The word "report" marks the lines you need; copy each of them from the data.

THE INPUT:
※
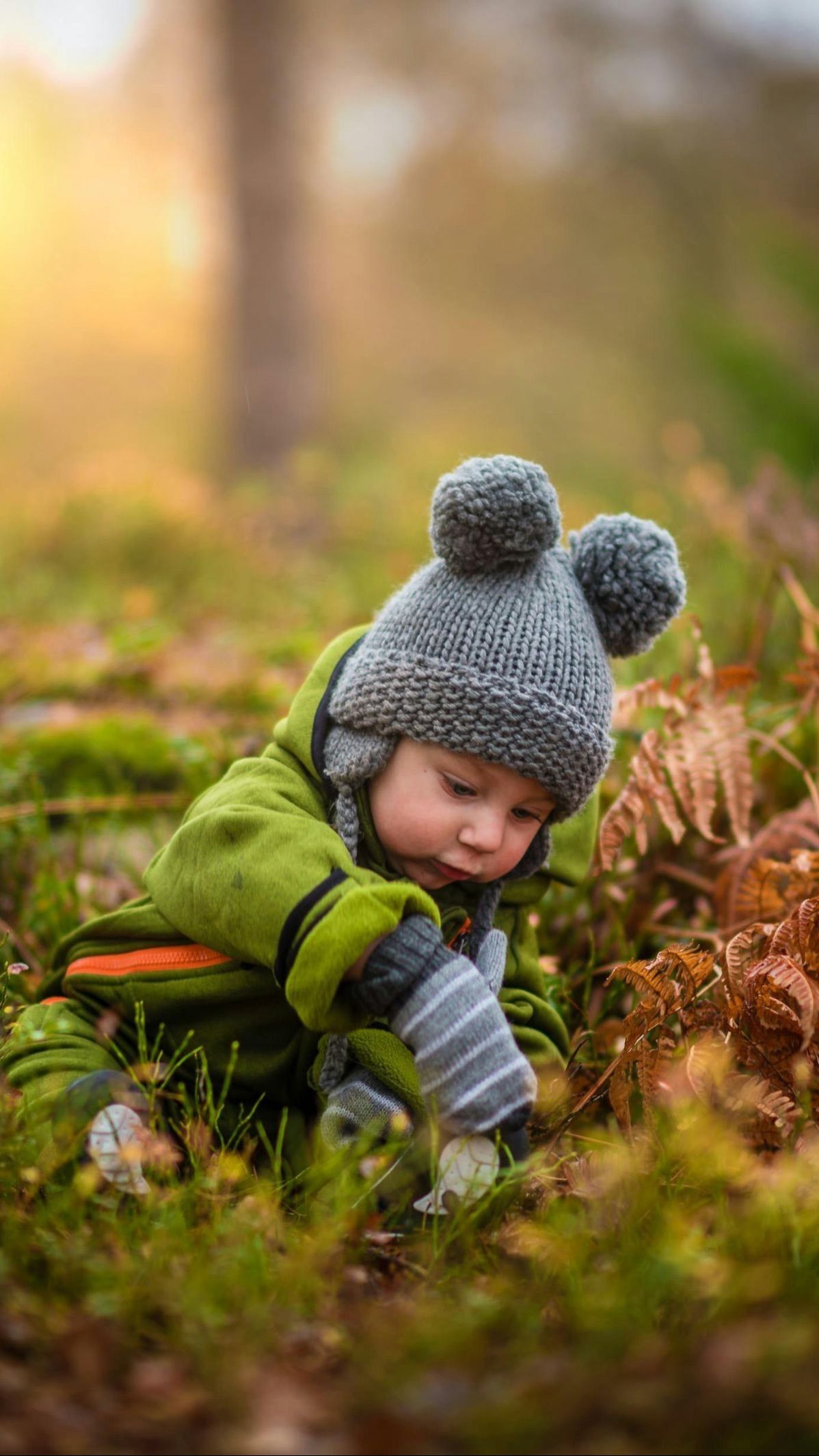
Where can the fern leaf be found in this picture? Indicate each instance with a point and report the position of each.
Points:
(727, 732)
※
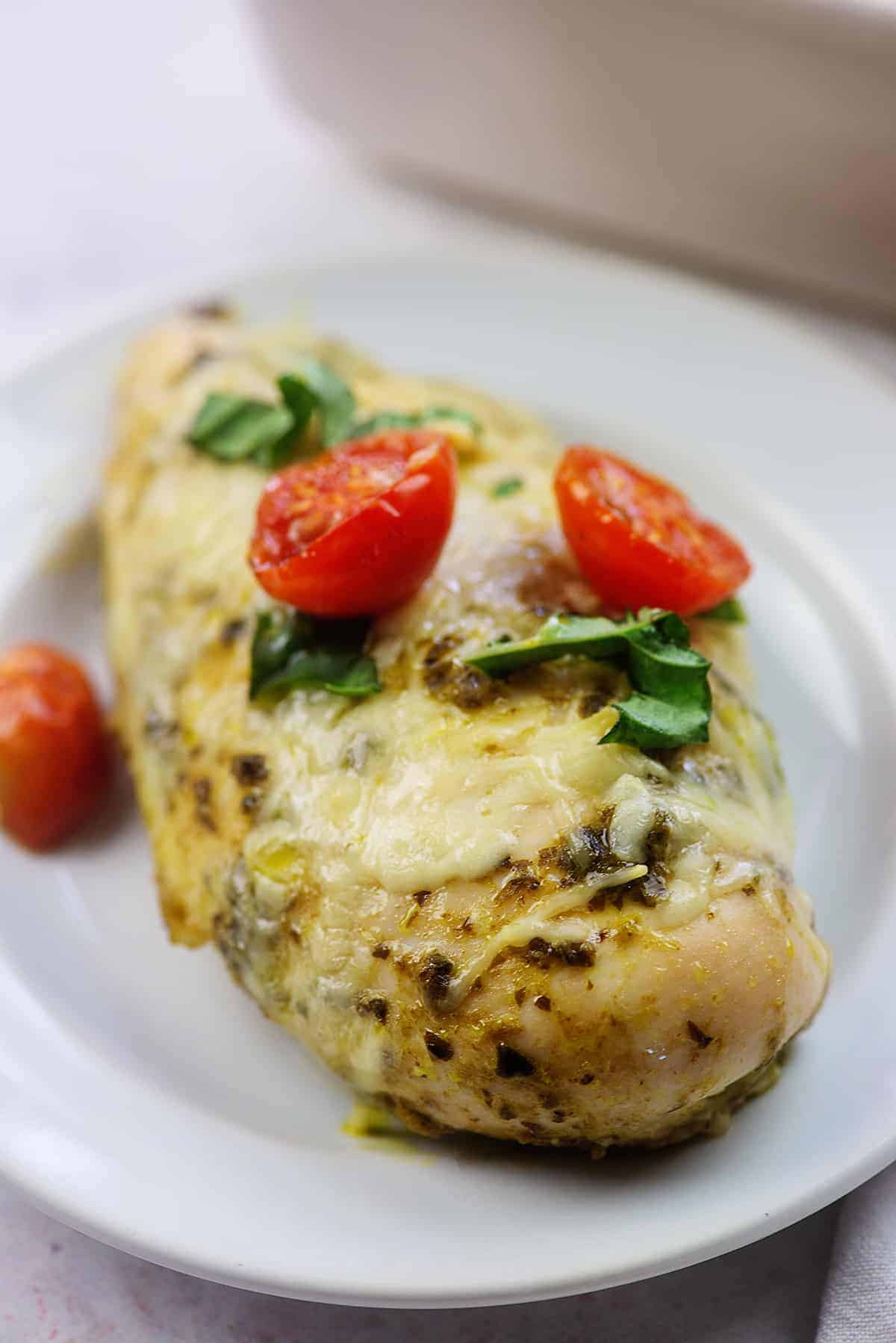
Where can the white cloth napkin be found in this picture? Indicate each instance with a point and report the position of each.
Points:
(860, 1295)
※
RESULT:
Where can the fern leaf be found in this picture? Indicate each instance with a point and report the position of each.
Where can the white cloth napkin be found in this picture? Indicate each instance with a point and report the position of each.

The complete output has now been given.